2019 Climate Strikers, from https://www.flickr.com/photos/135433887@N02/33716537498

Returning to Marx, again and again, is imperative: Marx's central problem is today's central problem. Everywhere capitalist production wreaks havoc on the environment, impoverishes workers, enslaves and starves humans and animals, and — for the lucky few — provides equal parts boredom and cruelty. If wasteful, unjust, and inhumane production is the central regime of capitalism, then ecological, just, and humane production will be the central achievement of communism. Socialism — if the concept is to be worth anything — and climate strikes — if their action is to be worth anything — must take up this idea of ecological, just, and humane production. The concept of “production” is, after all, one readily understood by anyone unwilling or unable to conceive of alternatives to capitalism. It can therefore serve as a starting point in the transition to “the only society in which the genuine and free development of individuals ceases to be a mere phrase” and where “the necessary solidarity of the free development of all” leads to “the universal character of the activity of individuals on the basis of the existing productive forces.”[i]

“Planning” versus socialism

Above all, socialism has nothing to do with a planned economy. It would not even be necessary to combat this right-wing bogeyman if it were not for the unfortunate fact that even advocates of socialism often conflate the two. Thus in contemporary American debates about socialism, the latter is often characterized as “a system of completely marketless economic planning.”[ii] In the context of climate change, others advocate “the transformation of the entire economy, including transportation, industrial production, etc. through such planning” as will secure the future survival of humans and animals alike.[iii] Such planning may well be driven by worker cooperatives, and indeed is envisioned to be democratic rather than bureaucratic — but it remains planning nonetheless. The history of the Soviet Union, on the other hand, seems to likewise confirm that socialism is essentially a planned state economy, from Stalin's five-year plans to Gorbachev's ill-fated at attempts at reform from above in Glasnost and Perestroika.

Nevertheless, a planned economy is by no means the essence of socialism. Indeed, it is not even a constitutive aspect of it. Socialism cannot be defined in terms of “planning, economic rationality, social justice, the 'logic of needs', etc.”[iv] If it is defined as such, as it was when “the decadent bureaucracies of the Soviet bloc” reinforced “the only kind of centralized planning they [could] conceive of” in the 1968 crackdown on Czech dissent, it inevitably has “to turn once again to the methods of capitalism.”[v] A planned economy lapses back into a capitalist economy because its fundamental tenets — allocation of scarce resources, maximization of output, rational production — are those of the capitalist economy.[vi]

Indeed, the Soviet Union is the best example of this. Well into the 1970s and 1980s, its attempts to compete against Western countries were predicated upon output increases achieved by the ever-more efficient allocation of scarce resources in centralized planning.[vii] Amid this, alienation of workers from the means of production remained the case, only replacing these means' private ownership by ever-more distant state bureaucracies operating on the basis of supposedly scientific economic laws — the very same laws prevalent in capitalist countries.

As a radical Left goes about reappropriating the notion of socialism, it must unequivocally assert that socialism is nothing other than the movement towards communism. It is neither based on markets, nor a stage of economic development in its own right. There is no socialism except as continuous struggle towards communism; initially against the bourgeoisie and its state, then — perhaps — against the bureaucratic ossification of any previous vanguard. Socialism as a historical stage or mode of production is a fundamentally bourgeois concept.

○ ○ ○

**What is being asked:**
Can you reproduce the essay on socialism, starting at "Indeed, the Soviet" and ending at "in capitalist countries.", and swap "centralized planning" for "state planning"? Rely only on the essay on socialism.

**Rows:**
○ ○ ○

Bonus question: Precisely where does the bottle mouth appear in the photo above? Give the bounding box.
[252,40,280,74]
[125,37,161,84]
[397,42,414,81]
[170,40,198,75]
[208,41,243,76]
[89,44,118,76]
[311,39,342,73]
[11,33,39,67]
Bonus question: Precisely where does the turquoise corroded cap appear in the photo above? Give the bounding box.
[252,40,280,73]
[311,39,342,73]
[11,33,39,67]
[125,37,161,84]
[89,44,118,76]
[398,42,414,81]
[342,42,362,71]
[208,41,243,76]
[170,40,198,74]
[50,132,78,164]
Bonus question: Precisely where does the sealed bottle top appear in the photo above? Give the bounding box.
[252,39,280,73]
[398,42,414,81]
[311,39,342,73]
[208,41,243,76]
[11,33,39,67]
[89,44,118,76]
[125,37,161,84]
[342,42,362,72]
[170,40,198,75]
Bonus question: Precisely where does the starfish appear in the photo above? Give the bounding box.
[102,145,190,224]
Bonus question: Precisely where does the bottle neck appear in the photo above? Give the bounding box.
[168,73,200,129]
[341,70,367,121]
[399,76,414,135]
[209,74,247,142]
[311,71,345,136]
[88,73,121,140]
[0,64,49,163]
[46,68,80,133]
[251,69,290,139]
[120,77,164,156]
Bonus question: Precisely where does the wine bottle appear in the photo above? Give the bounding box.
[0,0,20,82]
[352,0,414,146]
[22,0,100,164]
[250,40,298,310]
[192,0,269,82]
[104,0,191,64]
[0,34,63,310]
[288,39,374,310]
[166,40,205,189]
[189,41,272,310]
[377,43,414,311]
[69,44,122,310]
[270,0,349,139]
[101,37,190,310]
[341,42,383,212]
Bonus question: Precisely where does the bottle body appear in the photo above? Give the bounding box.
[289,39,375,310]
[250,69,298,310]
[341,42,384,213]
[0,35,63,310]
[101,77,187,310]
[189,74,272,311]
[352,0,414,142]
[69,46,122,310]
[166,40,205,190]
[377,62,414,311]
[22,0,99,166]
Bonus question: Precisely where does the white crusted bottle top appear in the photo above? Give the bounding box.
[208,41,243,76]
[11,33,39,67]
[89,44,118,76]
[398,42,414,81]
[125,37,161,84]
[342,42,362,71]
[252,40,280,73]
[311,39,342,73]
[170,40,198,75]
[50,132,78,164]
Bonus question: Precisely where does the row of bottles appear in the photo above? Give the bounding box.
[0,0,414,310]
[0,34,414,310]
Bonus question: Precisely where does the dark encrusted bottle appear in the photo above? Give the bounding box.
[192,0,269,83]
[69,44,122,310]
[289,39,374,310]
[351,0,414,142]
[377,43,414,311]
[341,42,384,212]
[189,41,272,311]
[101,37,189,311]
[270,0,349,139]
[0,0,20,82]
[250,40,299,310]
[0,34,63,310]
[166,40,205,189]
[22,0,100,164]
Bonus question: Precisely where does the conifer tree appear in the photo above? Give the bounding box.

○ ○ ○

**Task solution:**
Indeed, the Soviet Union is the best example of this. Well into the 1970s and 1980s, its attempts to compete against Western countries were predicated upon output increases achieved by the ever-more efficient allocation of scarce resources in state planning.[vii] Amid this, alienation of workers from the means of production remained the case, only replacing these means' private ownership by ever-more distant state bureaucracies operating on the basis of supposedly scientific economic laws — the very same laws prevalent in capitalist countries.